> _Work to complete_:
Write out exactly the lines running from the one with "When the pointer" to the last line of the entries, keeping both the first and the last.

> _Given entries_:
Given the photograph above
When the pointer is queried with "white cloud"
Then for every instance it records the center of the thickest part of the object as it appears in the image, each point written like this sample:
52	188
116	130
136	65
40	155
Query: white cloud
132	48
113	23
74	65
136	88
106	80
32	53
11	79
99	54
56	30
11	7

> _Output of the exercise_:
When the pointer is queried with "white cloud"
Then for every instance it records the center of the thickest part of the object as it appears in the image, each point written like this sample:
52	188
116	130
136	65
40	155
Query: white cloud
132	48
113	23
74	65
136	88
106	80
32	53
11	79
99	54
56	30
11	7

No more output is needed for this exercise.